Pull every line of the entries that has the word "would".

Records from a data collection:
/---
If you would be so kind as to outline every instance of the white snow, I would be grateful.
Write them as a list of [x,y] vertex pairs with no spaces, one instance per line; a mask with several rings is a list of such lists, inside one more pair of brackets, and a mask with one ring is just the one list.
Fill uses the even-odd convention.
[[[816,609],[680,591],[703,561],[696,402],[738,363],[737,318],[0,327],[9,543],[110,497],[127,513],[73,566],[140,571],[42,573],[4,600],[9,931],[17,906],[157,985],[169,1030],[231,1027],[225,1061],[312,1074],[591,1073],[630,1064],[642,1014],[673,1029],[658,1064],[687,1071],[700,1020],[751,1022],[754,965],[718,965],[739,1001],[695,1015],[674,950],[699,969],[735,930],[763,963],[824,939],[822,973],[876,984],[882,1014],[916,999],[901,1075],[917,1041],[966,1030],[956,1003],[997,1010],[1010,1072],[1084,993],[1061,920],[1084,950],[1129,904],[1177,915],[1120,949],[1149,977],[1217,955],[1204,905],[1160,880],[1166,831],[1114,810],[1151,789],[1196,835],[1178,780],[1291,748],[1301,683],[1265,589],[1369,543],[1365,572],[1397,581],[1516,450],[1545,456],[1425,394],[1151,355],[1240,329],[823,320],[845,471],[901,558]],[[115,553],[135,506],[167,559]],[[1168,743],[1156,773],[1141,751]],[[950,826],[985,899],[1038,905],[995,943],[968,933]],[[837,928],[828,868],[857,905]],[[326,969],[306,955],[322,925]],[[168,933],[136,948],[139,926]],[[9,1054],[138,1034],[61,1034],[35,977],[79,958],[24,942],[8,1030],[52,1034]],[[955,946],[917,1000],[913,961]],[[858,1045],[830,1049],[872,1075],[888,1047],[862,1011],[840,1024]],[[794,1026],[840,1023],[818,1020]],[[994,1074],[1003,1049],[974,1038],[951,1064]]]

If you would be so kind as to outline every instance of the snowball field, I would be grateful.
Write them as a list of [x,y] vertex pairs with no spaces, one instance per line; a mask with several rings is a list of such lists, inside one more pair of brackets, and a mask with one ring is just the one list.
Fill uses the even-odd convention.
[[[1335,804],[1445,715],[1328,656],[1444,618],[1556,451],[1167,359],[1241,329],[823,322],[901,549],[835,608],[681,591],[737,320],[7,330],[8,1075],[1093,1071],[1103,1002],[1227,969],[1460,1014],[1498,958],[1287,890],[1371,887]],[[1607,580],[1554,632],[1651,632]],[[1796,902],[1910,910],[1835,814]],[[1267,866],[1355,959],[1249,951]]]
\---
__Exercise answer__.
If you would be so kind as to outline every instance of the white snow, I would be grateful.
If you would be so kind as to outline every instance of the snowball field, I would be grateful.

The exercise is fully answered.